Stored items -

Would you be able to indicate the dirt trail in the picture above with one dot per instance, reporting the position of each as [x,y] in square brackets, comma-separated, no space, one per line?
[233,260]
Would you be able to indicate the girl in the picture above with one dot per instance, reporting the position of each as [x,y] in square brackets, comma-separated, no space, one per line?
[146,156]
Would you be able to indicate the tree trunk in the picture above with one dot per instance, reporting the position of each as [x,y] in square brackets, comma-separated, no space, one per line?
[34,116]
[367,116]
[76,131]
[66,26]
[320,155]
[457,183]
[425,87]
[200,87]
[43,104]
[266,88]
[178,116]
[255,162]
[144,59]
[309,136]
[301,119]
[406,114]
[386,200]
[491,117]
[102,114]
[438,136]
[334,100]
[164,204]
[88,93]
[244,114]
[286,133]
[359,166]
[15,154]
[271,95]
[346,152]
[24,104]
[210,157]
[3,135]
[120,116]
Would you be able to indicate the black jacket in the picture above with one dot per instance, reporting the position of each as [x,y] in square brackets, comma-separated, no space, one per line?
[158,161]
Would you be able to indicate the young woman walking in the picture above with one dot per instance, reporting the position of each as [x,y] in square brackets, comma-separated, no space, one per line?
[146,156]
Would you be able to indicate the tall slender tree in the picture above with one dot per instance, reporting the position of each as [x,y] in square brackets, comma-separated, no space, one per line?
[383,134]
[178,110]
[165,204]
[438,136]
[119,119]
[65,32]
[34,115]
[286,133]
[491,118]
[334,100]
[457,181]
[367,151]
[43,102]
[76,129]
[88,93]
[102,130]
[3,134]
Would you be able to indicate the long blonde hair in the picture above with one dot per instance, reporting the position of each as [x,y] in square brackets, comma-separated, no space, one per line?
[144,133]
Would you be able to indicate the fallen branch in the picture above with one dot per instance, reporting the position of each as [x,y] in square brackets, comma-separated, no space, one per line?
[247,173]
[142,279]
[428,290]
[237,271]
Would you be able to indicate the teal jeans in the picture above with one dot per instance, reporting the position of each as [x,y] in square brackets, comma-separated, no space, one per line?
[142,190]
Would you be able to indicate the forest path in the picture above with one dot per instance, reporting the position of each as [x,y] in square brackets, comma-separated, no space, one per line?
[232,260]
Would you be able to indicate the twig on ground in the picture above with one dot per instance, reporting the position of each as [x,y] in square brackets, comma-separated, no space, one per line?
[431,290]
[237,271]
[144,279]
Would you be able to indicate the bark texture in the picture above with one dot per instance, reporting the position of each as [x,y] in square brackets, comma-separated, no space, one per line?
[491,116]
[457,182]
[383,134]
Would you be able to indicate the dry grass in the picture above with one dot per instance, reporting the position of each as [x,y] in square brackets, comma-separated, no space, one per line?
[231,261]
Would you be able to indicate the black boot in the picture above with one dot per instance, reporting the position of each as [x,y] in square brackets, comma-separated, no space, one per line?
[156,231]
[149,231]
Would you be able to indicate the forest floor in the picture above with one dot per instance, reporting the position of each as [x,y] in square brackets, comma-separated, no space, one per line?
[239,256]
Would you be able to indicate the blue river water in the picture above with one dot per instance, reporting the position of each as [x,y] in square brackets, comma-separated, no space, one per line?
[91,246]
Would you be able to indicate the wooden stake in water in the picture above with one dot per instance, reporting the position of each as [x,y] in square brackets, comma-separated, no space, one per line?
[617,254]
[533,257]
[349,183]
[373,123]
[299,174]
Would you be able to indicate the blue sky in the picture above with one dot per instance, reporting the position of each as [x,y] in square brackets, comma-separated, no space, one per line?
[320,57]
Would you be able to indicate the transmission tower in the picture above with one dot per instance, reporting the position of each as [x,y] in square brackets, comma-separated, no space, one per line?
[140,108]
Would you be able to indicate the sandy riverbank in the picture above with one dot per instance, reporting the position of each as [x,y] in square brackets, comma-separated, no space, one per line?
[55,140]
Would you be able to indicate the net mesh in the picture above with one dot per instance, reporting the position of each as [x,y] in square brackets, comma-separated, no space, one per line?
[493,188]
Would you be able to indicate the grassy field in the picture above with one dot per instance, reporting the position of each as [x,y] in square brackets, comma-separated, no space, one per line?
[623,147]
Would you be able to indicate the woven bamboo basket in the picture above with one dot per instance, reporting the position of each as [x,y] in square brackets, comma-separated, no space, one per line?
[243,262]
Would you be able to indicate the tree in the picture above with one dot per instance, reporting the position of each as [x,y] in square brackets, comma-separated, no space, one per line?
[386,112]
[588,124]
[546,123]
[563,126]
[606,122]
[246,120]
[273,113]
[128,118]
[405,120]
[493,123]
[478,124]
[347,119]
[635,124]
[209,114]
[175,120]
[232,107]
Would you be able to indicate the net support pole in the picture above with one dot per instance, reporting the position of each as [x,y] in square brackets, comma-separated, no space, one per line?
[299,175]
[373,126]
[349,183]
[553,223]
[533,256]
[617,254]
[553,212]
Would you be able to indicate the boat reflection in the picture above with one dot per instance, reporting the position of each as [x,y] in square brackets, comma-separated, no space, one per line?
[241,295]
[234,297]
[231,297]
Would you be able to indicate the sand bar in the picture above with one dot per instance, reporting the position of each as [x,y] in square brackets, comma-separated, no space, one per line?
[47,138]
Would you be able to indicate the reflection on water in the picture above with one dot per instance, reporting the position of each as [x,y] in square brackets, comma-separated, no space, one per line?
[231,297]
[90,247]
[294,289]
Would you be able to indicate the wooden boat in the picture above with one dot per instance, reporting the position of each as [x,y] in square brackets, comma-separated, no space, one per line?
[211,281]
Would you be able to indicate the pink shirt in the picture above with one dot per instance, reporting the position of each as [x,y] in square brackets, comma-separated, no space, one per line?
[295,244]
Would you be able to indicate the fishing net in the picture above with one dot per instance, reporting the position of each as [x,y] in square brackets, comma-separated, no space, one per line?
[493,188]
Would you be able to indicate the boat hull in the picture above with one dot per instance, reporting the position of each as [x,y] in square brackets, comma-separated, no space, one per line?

Task goal - Write out every line of the material again, exactly as it reads.

The completed task -
Would you be able to indicate the dirt trail in the picture above with one dot per instance, reporting the position of each as [x,y] in square brackets, comma-separated, no space, one per line?
[233,260]
Would you be able to indicate the girl in the picture above with one dot per instance, reporting the position of each as [x,y] in square brackets, comma-separated, no space, one per line?
[146,156]
Would you be able to indicate the tree trunk in the picture above with one dot per instance, reporting the position of each as [x,y] in square brackets, comma-separated, no space, one per line?
[34,116]
[367,116]
[76,131]
[66,26]
[320,155]
[457,183]
[425,87]
[200,87]
[43,104]
[266,88]
[178,116]
[255,162]
[144,59]
[309,136]
[301,119]
[406,114]
[386,200]
[491,117]
[102,114]
[438,136]
[334,100]
[164,204]
[88,93]
[244,114]
[286,133]
[359,166]
[15,154]
[271,95]
[346,152]
[24,104]
[210,157]
[3,135]
[120,116]
Would you be able to indicate the black jacket in the picture above with one dot per instance, reporting the position of each as [x,y] in square brackets, comma-separated, no space, one per line?
[158,161]
Would you be able to indicate the young woman walking in the picture above with one dot per instance, reporting the position of each as [x,y] in square brackets, comma-separated, no space, one per line?
[146,156]
Would you be able to indicate the tall slender tree in the picture above with one dot per instance, reporting the position of each as [x,y] in square brackets, comma-separated, no space, one per line?
[383,134]
[178,110]
[165,204]
[438,136]
[119,119]
[65,32]
[34,115]
[286,133]
[491,118]
[334,100]
[457,181]
[367,151]
[43,102]
[76,129]
[88,93]
[102,130]
[3,134]
Would you be able to indicate the long blonde hair in the picture above with one dot per instance, reporting the position of each as [x,y] in square brackets, comma-separated, no space, one per line?
[144,133]
Would you be able to indicate the fallen branch in the picture above with one dot per instance, reporting the position of each as [x,y] in square brackets, comma-separated, no space, one per line?
[247,173]
[142,279]
[428,290]
[237,271]
Would you be able to indicate the teal jeans in the picture above with one dot per instance, reporting the position of each as [x,y] in square brackets, comma-separated, no space, one per line?
[142,190]
Would you be able to indicate the forest path in the picture above with one dot per instance, reporting the position of each as [x,y] in square brackets, comma-separated, no space, one per line?
[232,260]
Would you be able to indicate the twig on ground in the picture above with one dot per instance, reporting the position of each as [x,y] in square brackets, comma-separated, no space, one per line?
[431,290]
[237,271]
[144,279]
Would you be able to indicate the bark texture in the picture above with one dot per instance, reporting the position of each as [x,y] in square brackets, comma-separated, no space, one per line?
[491,116]
[457,182]
[383,134]
Would you be able to indicate the dry grass in the picture above with one dot per instance, reporting the position of each as [x,y] in square brackets, comma-separated, no space, one per line?
[231,261]
Would you be able to indicate the black boot in the picture above with one dot per instance, reporting the position of each as [x,y] in square brackets, comma-separated, no space, one per line?
[156,231]
[149,231]
Would you be able to indicate the forest floor in the picture above with one dot per instance, reporting the position of each as [x,y] in square brackets, comma-separated, no space, one per line?
[239,256]
Would you be able to indicate the blue river water in the picture above with one dot per instance, reporting the position of each as [x,y] in square brackets, comma-separated, no space, one per line?
[91,246]
Would you be able to indicate the wooden stake in water in the picture above with one dot per instance, reporting the position of each as [x,y] in square brackets, comma-separated, no space, one per line?
[617,254]
[533,257]
[349,183]
[373,123]
[299,174]
Would you be able to indicate the blue sky in the picture above with one dot per instance, reporting the position of each as [x,y] in square brackets, comma-separated, no space, one per line?
[320,57]
Would you be able to indicate the transmission tower in the picture above with one dot per instance, reporting the position of each as [x,y] in square brackets, comma-separated, no space, one per line?
[140,108]
Would you be able to indicate the sandy riverbank in the picture above with one dot per instance, reporting the position of each as [x,y] in square brackets, comma-separated, no space, one per line?
[55,140]
Would you be able to indicate the net mesh in the picture above with one dot per instance, reporting the position of each as [x,y] in square brackets, comma-separated, no space, one per line?
[493,188]
Would you be able to indicate the grassy field in the picture above with one dot per instance, reporting the position of each as [x,y] in square brackets, comma-separated, no space, one per line?
[623,147]
Would you be able to indicate the woven bamboo basket in the picture above with one dot per instance, reporting the position of each as [x,y] in square brackets, comma-separated, no space, one per line?
[243,262]
Would you be able to indicate the tree in the picture above with one dot per instance, reporting the position of each as [x,y] in square brackets, comma-separated, no space, one per line?
[386,112]
[588,124]
[546,123]
[563,126]
[606,122]
[246,120]
[273,113]
[128,118]
[405,120]
[493,123]
[478,124]
[347,119]
[635,124]
[209,114]
[175,120]
[232,107]
Would you be able to indicate the net support pole in the picture above with one dot per instance, reporting the position of each as [x,y] in square brackets, comma-separated, no space, one per line?
[299,175]
[373,126]
[349,183]
[553,223]
[533,256]
[617,254]
[553,212]
Would you be able to indicate the boat reflection in the picture above with one dot per instance, reporting the position of each as [x,y] in square brackets, comma-separated, no space, one per line?
[241,295]
[234,297]
[231,297]
Would you be able to indicate the sand bar in the picture above with one dot per instance, reporting the position of each as [x,y] in square brackets, comma-separated, no space, one per line?
[47,138]
Would you be able to indicate the reflection on water in the picture above with one dot per instance, reporting the position of each as [x,y] in square brackets, comma-separated, no space, one per line?
[231,297]
[90,247]
[294,289]
Would you be able to indicate the wooden boat in the picture above with one dot per instance, reporting the position of each as [x,y] in square brackets, comma-separated, no space, one per line?
[211,281]
Would you be able to indicate the pink shirt in the picture above with one dot per instance, reporting the position of each as [x,y] in square brackets, comma-separated, no space, one per line?
[295,244]
Would you be able to indicate the fishing net in the picture above with one dot per instance, reporting the position of each as [x,y] in square brackets, comma-separated, no space, one per line?
[493,188]
Would you be able to indicate the boat hull in the picture above with one dot per instance, reporting the position of each as [x,y] in square brackets, comma-separated, no space, one per line?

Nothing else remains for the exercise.